■ **Selected text**:
Posted on 12/23/2012 8:03:05 PM PST by massmike
AIDS activist Spencer Cox, who helped form an organization to boost treatment research and recently appeared in a documentary about an AIDS coalition, has died.
Cox, who was 44, died Tuesday at Allen Hospital in Manhattan of AIDS-related causes, according to his brother, Nick Cox.
(Excerpt) Read more at online.wsj.com ...
Spencer Cox
Does being an AIDS activist mean he helped spread the disease?
That’s the problem and an unsolvable mystery of AIDS activists that they tend to die young.
He just hadda be!
I pretty much thought they ended all of the early deaths from AIDS...but I guess not.
It is baffling isn't it. What is it about these people that makes them consistently die so young? We may never be able to put the pieces together and figure it out.
“Stop the Church”

■ **Data**:
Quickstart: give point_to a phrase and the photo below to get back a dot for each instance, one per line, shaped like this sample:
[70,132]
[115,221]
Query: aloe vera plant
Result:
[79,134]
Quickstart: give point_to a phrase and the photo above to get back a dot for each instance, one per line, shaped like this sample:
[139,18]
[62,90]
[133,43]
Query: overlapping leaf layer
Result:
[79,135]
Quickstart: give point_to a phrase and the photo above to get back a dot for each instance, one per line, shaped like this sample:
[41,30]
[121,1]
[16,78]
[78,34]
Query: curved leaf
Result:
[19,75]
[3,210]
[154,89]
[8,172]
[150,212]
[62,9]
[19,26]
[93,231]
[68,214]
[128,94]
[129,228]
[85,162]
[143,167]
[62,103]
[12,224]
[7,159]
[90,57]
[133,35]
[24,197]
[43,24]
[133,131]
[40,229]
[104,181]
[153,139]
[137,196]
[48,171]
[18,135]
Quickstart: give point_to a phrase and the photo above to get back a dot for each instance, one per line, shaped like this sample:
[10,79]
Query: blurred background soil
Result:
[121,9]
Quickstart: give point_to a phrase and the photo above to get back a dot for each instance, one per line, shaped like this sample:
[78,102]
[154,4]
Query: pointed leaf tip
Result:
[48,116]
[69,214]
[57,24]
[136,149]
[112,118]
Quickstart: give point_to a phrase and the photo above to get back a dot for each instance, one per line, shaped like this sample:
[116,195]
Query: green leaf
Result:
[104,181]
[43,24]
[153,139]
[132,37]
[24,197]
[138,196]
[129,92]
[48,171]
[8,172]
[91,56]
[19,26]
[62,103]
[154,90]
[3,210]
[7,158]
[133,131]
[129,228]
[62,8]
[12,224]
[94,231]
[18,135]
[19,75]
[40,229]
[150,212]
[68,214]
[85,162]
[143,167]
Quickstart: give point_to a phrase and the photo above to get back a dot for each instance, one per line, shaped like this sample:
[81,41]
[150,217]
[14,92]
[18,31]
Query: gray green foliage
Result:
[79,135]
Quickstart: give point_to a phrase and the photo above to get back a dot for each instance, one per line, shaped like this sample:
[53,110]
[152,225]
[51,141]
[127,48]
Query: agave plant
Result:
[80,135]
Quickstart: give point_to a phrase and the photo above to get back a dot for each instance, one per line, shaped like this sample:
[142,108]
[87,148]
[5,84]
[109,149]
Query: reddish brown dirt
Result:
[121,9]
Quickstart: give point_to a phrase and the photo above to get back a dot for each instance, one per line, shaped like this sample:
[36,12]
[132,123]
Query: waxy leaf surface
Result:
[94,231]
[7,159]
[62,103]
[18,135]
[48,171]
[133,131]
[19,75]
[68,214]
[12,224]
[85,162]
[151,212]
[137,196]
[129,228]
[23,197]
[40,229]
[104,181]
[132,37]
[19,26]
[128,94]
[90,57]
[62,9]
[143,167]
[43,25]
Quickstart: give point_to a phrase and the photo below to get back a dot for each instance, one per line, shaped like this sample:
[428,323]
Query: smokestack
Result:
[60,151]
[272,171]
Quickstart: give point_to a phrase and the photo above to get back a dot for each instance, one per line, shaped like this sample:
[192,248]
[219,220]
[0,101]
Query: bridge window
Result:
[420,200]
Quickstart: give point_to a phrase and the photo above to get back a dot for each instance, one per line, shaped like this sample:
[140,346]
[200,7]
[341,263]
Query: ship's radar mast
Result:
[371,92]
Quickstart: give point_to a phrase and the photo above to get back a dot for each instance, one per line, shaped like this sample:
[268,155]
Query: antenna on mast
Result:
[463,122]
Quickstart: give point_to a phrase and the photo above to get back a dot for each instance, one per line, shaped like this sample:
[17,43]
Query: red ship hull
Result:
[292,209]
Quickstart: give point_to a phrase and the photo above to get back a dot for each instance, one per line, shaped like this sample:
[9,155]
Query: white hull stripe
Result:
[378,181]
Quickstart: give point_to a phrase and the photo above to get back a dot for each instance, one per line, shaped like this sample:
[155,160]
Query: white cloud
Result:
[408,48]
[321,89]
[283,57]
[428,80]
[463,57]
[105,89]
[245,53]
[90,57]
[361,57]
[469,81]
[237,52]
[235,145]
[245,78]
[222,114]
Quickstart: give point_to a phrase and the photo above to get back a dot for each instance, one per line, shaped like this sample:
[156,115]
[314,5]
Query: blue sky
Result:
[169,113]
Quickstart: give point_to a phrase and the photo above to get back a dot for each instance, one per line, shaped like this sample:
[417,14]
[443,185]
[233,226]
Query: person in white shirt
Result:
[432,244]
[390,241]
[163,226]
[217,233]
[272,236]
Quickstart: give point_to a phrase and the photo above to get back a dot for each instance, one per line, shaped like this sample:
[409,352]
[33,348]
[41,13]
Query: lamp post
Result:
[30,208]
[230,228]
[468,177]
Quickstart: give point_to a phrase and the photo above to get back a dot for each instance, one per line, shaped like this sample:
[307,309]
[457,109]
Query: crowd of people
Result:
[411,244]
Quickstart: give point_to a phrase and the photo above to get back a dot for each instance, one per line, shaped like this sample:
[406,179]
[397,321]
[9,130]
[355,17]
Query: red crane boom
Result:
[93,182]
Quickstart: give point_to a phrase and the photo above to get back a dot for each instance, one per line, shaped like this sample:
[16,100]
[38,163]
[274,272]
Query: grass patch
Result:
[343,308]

■ **Work request 1**:
Reproduce the Spencer Cox post word for word, beginning at the words "Posted on 12/23/2012" and stopping after "to die young.".
■ **Work request 2**:
Answer from the Spencer Cox post:
(a) What is the user name of the person who posted it?
(b) What had Cox recently appeared in?
(c) At what hospital did he die?
The listing has nothing to do with the Spencer Cox post.

■ **Written answer 1**:
Posted on 12/23/2012 8:03:05 PM PST by massmike
AIDS activist Spencer Cox, who helped form an organization to boost treatment research and recently appeared in a documentary about an AIDS coalition, has died.
Cox, who was 44, died Tuesday at Allen Hospital in Manhattan of AIDS-related causes, according to his brother, Nick Cox.
(Excerpt) Read more at online.wsj.com ...
Spencer Cox
Does being an AIDS activist mean he helped spread the disease?
That’s the problem and an unsolvable mystery of AIDS activists that they tend to die young.

■ **Written answer 2**:
(a) massmike
(b) A documentary about an AIDS coalition
(c) Allen Hospital in Manhattan